Begin

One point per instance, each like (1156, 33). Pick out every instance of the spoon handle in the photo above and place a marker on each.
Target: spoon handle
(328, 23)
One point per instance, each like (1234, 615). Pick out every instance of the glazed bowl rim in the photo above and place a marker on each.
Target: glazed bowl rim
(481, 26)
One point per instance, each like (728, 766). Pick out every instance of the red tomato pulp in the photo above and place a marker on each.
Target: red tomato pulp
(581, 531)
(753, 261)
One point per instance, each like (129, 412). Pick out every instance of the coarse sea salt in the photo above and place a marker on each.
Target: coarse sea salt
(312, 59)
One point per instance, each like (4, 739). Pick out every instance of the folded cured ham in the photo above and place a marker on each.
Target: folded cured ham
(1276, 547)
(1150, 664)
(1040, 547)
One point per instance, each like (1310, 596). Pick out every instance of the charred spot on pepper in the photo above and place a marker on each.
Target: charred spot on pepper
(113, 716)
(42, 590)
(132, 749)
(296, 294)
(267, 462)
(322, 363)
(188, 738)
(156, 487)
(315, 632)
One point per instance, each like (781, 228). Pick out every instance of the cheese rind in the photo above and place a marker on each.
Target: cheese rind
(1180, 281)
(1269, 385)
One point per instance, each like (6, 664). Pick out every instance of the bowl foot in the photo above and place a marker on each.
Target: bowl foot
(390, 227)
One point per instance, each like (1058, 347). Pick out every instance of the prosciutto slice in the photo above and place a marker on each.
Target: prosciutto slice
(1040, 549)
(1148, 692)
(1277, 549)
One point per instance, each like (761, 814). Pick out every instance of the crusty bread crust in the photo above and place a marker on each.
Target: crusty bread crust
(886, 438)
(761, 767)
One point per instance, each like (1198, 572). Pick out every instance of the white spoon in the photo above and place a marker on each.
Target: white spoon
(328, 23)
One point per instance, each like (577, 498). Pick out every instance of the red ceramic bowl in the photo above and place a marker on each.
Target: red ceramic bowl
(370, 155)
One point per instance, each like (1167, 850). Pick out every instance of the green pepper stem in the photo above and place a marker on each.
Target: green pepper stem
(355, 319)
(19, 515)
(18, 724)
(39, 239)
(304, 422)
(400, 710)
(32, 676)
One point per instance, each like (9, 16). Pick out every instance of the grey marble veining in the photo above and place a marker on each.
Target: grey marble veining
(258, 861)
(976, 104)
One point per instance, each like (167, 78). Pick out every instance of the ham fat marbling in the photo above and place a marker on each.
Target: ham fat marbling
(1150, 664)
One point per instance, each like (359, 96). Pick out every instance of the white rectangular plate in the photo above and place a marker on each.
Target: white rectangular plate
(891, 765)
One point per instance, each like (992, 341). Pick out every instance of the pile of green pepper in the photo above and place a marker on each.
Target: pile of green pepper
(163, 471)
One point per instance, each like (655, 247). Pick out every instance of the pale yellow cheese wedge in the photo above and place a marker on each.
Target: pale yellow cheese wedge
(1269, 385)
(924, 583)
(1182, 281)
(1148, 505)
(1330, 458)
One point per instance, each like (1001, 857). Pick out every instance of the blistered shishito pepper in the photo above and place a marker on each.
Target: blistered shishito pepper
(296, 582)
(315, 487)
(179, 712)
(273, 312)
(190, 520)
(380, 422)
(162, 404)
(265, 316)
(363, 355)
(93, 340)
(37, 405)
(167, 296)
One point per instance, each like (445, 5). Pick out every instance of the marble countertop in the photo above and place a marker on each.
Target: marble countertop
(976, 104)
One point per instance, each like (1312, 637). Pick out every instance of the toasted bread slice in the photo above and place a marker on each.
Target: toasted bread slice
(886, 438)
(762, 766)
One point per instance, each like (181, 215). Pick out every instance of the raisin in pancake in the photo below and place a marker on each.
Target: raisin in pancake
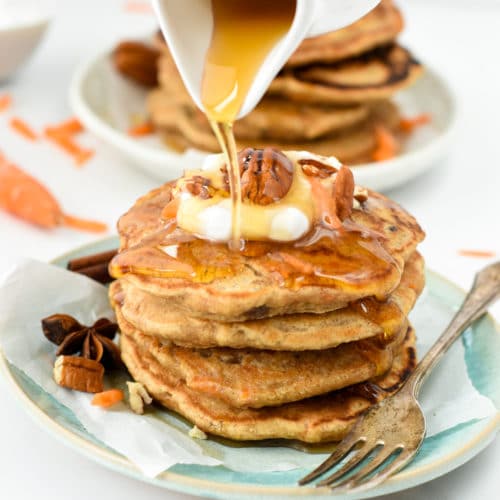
(379, 27)
(250, 288)
(272, 118)
(372, 76)
(320, 419)
(250, 378)
(292, 332)
(181, 126)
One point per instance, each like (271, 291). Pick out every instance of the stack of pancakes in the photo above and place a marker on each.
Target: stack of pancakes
(330, 98)
(241, 355)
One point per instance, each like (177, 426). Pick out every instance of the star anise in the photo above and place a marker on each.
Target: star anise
(91, 342)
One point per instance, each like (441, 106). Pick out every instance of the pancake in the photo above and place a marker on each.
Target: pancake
(249, 378)
(293, 332)
(272, 118)
(320, 419)
(182, 128)
(239, 286)
(372, 76)
(379, 27)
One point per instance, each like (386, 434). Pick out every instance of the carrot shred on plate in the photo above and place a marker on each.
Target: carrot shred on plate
(23, 128)
(108, 398)
(387, 145)
(141, 129)
(69, 127)
(482, 254)
(25, 197)
(5, 102)
(409, 124)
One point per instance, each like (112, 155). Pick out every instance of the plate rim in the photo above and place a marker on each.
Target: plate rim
(177, 481)
(120, 141)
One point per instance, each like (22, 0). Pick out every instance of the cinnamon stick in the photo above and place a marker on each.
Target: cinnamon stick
(94, 266)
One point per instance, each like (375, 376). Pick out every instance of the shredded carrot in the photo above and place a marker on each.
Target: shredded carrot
(25, 197)
(483, 254)
(84, 224)
(387, 145)
(141, 129)
(5, 102)
(409, 124)
(324, 203)
(69, 127)
(108, 398)
(138, 7)
(23, 128)
(298, 264)
(66, 143)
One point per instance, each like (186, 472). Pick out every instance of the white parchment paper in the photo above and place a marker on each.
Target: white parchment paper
(157, 440)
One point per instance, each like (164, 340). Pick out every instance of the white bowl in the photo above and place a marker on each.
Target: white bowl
(105, 102)
(20, 32)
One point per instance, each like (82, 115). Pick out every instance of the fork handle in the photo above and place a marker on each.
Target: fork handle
(485, 289)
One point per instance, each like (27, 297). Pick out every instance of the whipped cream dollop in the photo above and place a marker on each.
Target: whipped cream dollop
(210, 217)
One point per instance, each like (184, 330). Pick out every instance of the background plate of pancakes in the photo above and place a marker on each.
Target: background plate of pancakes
(332, 98)
(439, 454)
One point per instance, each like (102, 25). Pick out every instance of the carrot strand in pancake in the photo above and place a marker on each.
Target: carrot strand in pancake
(387, 146)
(84, 224)
(21, 127)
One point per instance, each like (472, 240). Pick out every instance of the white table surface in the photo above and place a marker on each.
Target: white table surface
(458, 204)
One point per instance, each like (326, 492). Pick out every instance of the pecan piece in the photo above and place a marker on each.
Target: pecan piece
(137, 61)
(199, 186)
(79, 374)
(343, 192)
(315, 168)
(266, 175)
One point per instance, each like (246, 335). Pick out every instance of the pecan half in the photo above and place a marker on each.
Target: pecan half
(315, 168)
(343, 192)
(137, 61)
(199, 186)
(360, 194)
(79, 374)
(266, 175)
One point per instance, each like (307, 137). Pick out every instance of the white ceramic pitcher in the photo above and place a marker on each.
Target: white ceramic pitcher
(187, 28)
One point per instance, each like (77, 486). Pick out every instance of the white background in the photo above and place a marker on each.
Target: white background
(457, 203)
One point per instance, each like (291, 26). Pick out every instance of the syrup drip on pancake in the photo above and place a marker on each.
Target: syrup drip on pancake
(243, 35)
(341, 258)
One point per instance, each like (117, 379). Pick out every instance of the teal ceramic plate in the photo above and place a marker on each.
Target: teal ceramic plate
(438, 455)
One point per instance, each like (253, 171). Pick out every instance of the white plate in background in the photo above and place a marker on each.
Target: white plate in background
(105, 102)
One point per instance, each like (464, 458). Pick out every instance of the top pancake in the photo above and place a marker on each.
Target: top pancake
(378, 27)
(245, 286)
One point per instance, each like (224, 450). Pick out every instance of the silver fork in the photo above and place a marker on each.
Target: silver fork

End

▶ [Required task]: Express the data above, from its first line through the line containing "(1040, 547)", inclusive, as a JSON list of strings with one string per line. Leave out blank lines.

▶ [Correct output]:
[
  "One point per instance, each like (1156, 33). Pick out every instance of the spoon handle in the photo above and place a marker on each.",
  "Target: spoon handle",
  "(328, 23)",
  "One point per instance, each like (1234, 615). Pick out every instance of the glazed bowl rim in the photo above and place a marker on each.",
  "Target: glazed bowl rim",
  "(481, 26)",
  "One point per instance, each like (728, 766). Pick out every instance of the red tomato pulp in the photo above and place a marker on each.",
  "Target: red tomato pulp",
  "(581, 531)",
  "(753, 261)",
  "One point per instance, each like (129, 412). Pick out every instance of the coarse sea salt in the photo above and place a marker on each.",
  "Target: coarse sea salt",
  "(312, 59)",
  "One point per instance, each like (4, 739). Pick out every instance of the folded cured ham in the photo above and place a marker on each.",
  "Target: folded cured ham",
  "(1276, 547)",
  "(1150, 664)",
  "(1040, 547)"
]